#### INSTRUCTIONS TO FOLLOW
Copy the lines below verbatim, but only from the line containing "box: [1734, 1204, 1769, 1298]" through the end of the data.

#### Data entries
»»

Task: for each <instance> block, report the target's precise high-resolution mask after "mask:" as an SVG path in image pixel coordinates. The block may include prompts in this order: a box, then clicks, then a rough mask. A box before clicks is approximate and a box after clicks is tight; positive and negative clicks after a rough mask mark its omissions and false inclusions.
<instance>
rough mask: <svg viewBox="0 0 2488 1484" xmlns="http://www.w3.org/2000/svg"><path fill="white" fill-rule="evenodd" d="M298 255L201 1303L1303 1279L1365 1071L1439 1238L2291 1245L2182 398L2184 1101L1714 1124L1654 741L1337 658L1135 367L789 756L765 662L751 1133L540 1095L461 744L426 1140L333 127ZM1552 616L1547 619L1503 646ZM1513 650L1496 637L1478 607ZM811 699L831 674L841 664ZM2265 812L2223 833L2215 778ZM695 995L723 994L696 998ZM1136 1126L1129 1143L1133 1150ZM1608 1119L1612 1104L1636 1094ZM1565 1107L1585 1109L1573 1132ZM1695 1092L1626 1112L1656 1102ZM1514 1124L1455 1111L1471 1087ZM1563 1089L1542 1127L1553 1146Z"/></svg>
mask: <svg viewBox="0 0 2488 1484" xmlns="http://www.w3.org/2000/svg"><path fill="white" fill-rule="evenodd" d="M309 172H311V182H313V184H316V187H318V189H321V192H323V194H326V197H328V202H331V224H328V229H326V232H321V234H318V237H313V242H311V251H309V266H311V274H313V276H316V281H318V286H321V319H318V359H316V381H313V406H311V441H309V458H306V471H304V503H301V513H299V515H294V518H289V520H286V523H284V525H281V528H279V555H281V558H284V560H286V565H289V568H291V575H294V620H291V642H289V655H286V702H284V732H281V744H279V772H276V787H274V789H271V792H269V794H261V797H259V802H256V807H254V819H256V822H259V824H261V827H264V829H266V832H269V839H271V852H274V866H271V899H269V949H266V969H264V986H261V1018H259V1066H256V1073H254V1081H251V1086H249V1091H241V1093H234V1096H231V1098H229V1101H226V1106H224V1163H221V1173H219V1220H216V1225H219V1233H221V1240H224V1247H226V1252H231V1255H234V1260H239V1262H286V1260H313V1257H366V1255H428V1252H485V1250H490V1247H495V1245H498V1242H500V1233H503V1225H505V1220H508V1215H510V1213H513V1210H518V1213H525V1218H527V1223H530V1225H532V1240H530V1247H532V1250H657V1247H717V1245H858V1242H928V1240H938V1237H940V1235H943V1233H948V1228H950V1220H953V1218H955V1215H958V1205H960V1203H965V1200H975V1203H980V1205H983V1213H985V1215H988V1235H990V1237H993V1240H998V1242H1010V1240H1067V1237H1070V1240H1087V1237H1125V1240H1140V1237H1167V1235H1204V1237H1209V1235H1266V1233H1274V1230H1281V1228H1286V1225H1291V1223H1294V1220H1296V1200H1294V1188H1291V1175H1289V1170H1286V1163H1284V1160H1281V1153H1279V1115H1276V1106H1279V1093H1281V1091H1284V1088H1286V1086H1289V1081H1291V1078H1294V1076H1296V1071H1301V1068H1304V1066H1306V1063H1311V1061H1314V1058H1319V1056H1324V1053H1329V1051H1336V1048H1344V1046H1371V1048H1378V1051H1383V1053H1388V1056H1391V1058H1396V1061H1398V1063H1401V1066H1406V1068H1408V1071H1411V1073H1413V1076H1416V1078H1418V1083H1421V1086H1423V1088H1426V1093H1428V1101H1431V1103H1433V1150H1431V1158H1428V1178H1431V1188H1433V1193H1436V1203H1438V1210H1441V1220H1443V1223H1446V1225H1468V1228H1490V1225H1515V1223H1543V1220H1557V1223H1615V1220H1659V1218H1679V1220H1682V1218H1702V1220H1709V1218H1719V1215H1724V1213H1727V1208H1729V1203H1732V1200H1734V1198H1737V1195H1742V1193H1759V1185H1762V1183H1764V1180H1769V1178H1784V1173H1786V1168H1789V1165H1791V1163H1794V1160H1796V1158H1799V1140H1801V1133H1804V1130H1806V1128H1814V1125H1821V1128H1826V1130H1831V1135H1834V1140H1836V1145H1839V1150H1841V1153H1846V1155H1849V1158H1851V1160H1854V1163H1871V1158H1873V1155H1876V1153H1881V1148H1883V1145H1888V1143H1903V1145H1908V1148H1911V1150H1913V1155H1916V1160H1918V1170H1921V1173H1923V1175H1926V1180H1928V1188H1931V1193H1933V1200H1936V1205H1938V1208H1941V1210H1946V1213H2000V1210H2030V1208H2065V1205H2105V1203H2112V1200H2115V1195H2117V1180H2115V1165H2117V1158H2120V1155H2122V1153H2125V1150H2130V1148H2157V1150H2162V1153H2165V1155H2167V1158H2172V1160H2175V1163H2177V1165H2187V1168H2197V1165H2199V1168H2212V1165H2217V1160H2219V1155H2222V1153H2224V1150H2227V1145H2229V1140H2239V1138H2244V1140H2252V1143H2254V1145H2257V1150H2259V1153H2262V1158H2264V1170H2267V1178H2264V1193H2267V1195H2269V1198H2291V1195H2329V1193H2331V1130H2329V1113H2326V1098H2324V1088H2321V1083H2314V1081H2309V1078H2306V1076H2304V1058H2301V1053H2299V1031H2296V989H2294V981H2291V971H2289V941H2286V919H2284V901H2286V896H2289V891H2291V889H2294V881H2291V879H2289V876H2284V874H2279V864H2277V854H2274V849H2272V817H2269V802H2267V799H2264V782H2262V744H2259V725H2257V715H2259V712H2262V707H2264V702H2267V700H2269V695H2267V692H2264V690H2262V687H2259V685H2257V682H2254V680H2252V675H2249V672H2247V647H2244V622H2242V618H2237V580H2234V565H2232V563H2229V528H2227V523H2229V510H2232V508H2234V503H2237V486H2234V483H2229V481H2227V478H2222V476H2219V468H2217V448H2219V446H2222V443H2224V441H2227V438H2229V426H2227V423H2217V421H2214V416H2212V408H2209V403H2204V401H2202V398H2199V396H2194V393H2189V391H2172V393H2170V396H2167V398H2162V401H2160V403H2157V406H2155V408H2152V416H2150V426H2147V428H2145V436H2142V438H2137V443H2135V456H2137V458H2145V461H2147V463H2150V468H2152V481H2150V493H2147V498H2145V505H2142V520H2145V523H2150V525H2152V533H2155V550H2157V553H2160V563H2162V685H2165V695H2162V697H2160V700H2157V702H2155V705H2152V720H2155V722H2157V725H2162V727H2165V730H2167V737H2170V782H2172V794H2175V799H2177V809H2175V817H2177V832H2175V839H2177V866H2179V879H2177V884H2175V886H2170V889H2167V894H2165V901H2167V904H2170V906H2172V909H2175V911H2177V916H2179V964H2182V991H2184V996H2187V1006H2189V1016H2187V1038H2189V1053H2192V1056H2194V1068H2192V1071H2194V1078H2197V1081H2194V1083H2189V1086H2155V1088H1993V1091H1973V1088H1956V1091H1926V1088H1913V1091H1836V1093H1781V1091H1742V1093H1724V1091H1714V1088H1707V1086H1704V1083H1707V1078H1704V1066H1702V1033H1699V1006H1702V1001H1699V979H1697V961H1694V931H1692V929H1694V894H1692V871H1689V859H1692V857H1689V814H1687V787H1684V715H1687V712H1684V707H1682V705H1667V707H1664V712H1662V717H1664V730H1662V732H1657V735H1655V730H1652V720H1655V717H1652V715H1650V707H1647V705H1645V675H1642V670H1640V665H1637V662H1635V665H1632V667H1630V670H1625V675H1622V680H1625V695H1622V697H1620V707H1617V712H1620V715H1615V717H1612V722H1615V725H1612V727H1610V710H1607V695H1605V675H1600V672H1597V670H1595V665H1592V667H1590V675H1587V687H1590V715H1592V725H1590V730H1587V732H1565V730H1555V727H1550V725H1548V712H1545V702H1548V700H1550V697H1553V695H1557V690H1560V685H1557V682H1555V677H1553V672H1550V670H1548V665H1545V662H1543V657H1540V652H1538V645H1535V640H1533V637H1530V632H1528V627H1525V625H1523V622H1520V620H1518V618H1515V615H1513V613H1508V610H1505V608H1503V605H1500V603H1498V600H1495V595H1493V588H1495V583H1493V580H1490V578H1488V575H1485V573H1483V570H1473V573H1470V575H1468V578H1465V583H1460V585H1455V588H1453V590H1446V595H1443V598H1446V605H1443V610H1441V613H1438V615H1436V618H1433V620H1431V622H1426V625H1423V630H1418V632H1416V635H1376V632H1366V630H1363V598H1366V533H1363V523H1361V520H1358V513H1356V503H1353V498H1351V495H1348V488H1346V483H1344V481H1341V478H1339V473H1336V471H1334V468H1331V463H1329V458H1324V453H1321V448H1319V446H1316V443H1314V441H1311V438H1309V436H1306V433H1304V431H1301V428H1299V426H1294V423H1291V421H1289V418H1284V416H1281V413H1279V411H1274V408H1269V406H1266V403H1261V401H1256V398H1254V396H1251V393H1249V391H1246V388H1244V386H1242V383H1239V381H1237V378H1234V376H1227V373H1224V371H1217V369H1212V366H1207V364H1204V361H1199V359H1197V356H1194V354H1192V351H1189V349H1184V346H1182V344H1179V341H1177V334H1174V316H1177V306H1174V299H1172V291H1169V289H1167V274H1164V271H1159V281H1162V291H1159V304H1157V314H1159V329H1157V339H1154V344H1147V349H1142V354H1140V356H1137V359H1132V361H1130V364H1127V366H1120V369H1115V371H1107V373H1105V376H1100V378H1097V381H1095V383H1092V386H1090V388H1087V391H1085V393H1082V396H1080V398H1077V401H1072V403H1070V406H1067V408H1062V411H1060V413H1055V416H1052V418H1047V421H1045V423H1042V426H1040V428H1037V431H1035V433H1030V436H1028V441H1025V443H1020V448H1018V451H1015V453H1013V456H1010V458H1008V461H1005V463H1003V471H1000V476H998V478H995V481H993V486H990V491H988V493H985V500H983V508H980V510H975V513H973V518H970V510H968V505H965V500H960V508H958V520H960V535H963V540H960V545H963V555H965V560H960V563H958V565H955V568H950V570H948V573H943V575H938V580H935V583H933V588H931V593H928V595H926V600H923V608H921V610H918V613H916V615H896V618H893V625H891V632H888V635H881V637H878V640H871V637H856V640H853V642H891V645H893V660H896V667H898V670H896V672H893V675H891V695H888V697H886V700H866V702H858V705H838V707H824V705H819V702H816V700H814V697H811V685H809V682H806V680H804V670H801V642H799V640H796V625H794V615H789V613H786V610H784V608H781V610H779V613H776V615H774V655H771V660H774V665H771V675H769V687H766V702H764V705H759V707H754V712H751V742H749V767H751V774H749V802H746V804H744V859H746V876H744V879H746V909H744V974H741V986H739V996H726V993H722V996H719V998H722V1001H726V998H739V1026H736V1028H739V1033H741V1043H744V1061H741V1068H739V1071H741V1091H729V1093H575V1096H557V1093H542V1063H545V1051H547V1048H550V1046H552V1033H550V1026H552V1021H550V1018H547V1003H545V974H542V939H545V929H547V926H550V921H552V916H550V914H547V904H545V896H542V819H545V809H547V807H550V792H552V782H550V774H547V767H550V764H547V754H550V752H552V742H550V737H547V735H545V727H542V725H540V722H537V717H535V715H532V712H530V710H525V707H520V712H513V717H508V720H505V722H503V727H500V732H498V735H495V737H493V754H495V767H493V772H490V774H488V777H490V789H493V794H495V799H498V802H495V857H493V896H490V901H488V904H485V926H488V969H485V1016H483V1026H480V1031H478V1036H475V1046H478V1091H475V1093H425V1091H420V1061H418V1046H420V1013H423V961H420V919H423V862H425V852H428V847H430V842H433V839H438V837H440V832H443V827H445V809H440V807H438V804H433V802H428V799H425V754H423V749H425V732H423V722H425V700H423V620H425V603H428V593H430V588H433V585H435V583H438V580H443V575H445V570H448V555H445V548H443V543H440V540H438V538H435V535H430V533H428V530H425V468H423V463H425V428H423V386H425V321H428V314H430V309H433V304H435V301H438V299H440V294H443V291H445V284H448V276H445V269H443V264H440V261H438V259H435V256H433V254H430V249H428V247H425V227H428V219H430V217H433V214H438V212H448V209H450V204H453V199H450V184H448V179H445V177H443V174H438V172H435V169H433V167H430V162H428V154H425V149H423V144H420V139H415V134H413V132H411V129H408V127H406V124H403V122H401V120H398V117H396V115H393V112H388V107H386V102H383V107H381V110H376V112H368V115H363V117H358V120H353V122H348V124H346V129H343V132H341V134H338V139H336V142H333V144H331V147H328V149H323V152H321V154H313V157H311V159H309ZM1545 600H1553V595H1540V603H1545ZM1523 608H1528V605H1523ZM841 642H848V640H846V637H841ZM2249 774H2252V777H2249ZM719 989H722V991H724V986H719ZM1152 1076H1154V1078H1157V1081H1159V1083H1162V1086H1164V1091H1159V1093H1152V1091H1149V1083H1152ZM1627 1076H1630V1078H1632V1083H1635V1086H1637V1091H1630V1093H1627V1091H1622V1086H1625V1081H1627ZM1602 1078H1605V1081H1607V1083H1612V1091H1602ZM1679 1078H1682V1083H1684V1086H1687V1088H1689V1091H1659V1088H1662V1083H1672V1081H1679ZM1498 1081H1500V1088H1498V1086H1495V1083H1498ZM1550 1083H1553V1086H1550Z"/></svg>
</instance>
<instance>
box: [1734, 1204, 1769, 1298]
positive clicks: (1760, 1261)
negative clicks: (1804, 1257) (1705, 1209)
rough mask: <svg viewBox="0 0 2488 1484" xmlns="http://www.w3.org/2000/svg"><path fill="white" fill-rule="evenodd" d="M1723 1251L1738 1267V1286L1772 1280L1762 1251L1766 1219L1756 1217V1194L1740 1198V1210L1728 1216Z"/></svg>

««

#### ANSWER TO THIS PROBLEM
box: [1734, 1204, 1769, 1298]
positive clicks: (1760, 1261)
negative clicks: (1804, 1257) (1705, 1209)
rough mask: <svg viewBox="0 0 2488 1484" xmlns="http://www.w3.org/2000/svg"><path fill="white" fill-rule="evenodd" d="M1723 1251L1738 1267V1286L1772 1280L1762 1251L1766 1219L1756 1217V1194L1740 1198V1210L1728 1216Z"/></svg>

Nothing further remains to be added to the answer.